- **Written task**
Output the entries verbatim, including every line.
── Extracted records
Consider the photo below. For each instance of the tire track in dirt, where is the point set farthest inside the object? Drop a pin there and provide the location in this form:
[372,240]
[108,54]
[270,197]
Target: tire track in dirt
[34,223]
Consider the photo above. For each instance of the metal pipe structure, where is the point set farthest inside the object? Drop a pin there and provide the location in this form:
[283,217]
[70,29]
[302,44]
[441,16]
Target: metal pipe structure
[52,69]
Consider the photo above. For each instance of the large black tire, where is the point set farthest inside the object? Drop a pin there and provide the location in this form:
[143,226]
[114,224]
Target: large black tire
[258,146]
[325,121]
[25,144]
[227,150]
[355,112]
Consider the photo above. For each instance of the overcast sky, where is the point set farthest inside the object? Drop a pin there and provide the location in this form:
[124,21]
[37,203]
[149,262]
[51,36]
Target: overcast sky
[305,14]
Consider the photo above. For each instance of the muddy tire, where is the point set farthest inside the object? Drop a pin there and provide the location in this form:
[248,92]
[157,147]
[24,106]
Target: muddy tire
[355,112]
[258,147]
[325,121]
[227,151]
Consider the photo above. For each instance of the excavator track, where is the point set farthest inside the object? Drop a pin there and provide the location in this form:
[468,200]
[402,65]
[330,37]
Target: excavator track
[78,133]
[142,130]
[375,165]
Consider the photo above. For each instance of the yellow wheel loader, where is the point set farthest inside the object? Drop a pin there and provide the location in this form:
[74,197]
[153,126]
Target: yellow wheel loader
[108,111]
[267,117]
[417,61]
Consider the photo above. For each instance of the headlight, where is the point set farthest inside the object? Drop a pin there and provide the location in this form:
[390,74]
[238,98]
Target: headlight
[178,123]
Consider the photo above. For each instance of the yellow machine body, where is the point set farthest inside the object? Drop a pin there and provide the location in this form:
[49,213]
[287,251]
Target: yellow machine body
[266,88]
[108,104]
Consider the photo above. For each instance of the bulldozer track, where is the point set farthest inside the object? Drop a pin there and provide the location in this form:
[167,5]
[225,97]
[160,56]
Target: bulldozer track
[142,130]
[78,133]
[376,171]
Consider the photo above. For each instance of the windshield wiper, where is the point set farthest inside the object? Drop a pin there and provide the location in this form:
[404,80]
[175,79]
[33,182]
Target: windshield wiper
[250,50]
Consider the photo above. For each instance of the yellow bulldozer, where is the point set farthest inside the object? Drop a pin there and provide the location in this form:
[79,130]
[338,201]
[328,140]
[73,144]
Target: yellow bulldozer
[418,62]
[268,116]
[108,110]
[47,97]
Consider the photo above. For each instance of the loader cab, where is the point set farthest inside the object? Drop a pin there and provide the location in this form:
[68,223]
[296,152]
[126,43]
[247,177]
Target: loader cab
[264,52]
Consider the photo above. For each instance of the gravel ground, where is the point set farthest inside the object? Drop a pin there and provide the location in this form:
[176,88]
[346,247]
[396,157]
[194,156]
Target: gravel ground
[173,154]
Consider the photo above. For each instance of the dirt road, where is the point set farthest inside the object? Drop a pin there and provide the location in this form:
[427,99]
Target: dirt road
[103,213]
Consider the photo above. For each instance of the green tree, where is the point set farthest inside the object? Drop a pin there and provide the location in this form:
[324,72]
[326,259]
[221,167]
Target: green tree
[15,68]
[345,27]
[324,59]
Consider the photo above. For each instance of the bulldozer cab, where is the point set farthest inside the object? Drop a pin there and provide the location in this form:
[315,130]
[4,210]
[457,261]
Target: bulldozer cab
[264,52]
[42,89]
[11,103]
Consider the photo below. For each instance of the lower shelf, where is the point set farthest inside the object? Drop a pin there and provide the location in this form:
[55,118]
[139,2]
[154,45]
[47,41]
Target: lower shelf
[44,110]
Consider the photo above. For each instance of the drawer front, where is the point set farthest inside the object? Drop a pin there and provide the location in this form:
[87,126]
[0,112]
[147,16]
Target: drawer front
────
- **Output of the exercise**
Consider the photo below. For each instance of the tire track in dirt, where is the point set farthest inside the object? Drop a pin there and provide the location in this form:
[372,240]
[108,54]
[270,197]
Target: tire track in dirt
[34,223]
Consider the photo above. For each instance of the metal pipe structure, where is the point set farthest inside the object? Drop a pin there and provide the location in this form:
[283,217]
[70,29]
[302,44]
[441,16]
Target: metal pipe structure
[52,69]
Consider the photo above. For each instance of the large black tire, where is the point set farthest inside the object? Drop a pin there and provide the location in this form:
[143,226]
[114,224]
Target: large black tire
[258,146]
[325,121]
[25,144]
[227,150]
[355,112]
Consider the photo above. For each instance of the overcast sky, where is the point set farthest inside the object? Drop a pin there and provide the location in this form:
[124,21]
[37,203]
[149,262]
[51,36]
Target: overcast sky
[305,14]
Consider the photo above. For each instance of the muddy tire, where is the point set farthest inside the object? Drop a pin there and provide the location in this form:
[248,92]
[157,147]
[24,106]
Target: muddy tire
[355,112]
[258,147]
[325,121]
[227,151]
Consider the photo above. For each instance of the excavator track, where is the point set farthest inside the object? Drop a pin there and provide the location in this form:
[468,200]
[402,65]
[330,37]
Target: excavator track
[78,133]
[142,130]
[375,165]
Consider the photo above. For each instance of the yellow wheel loader, where is the point set farthest inside the object? Drop a pin there and provide the location in this form:
[74,197]
[153,126]
Target: yellow wheel loader
[108,111]
[267,117]
[417,61]
Consider the photo above. For each instance of the headlight, where is the point set farthest inside the object? Drop a pin there and provide the location in this form:
[390,74]
[238,98]
Target: headlight
[178,123]
Consider the photo above. For each instance of the yellow machine body, where is the point set farthest inside the object? Drop a pin there and provide the location in this form:
[49,213]
[287,251]
Target: yellow machine body
[266,88]
[108,104]
Consider the photo above. For each instance of the bulldozer track, where is the point set farthest inside the object? Drop a pin there and provide the location in this form:
[167,5]
[225,97]
[160,56]
Target: bulldozer track
[142,130]
[78,133]
[376,171]
Consider the photo above. For each instance of the windshield wiper, where is the point set farthest inside the object? Drop a pin there and provide the location in this form:
[404,80]
[175,79]
[33,182]
Target: windshield wiper
[250,50]
Consider the photo above. For each instance of the yellow bulldozer, where is the point set farthest inside the object? Drop a pin there and provide the location in this form:
[79,130]
[338,201]
[328,140]
[73,144]
Target: yellow bulldozer
[418,62]
[268,116]
[108,110]
[47,97]
Consider the photo above. For each instance of the loader cab, where is the point set farthest inside the object? Drop a pin there and provide the location in this form:
[68,223]
[296,152]
[126,43]
[247,177]
Target: loader cab
[264,52]
Consider the photo above. For each instance of the gravel ground, where is the point set farthest inside the object? Drop a pin there and provide the location in this form:
[176,88]
[346,247]
[396,157]
[194,156]
Target: gravel ground
[173,154]
Consider the photo above. For each instance of the dirt road, where is the point set farthest inside the object? Drop a pin there and provide the location in this form:
[427,99]
Target: dirt road
[103,213]
Consider the photo above. For each instance of the green tree, where is the point set farthest inside the object? Drop a pin there and provide the location in this form:
[324,72]
[326,259]
[221,167]
Target: green tree
[15,68]
[345,27]
[324,59]
Consider the photo above. For each instance of the bulldozer cab, where is the point set farthest inside the object? Drop a pin there and provide the location in this form:
[315,130]
[4,210]
[457,261]
Target: bulldozer cab
[264,52]
[42,89]
[11,103]
Consider the photo below. For each instance of the lower shelf, where is the point set farthest inside the object? Drop a pin there and provide the location in this form:
[55,118]
[139,2]
[154,45]
[47,41]
Target: lower shelf
[44,110]
Consider the photo above. For each instance of the drawer front, where is the point set farthest inside the object? Drop a pin there and provide the location in this form:
[87,126]
[0,112]
[147,16]
Target: drawer front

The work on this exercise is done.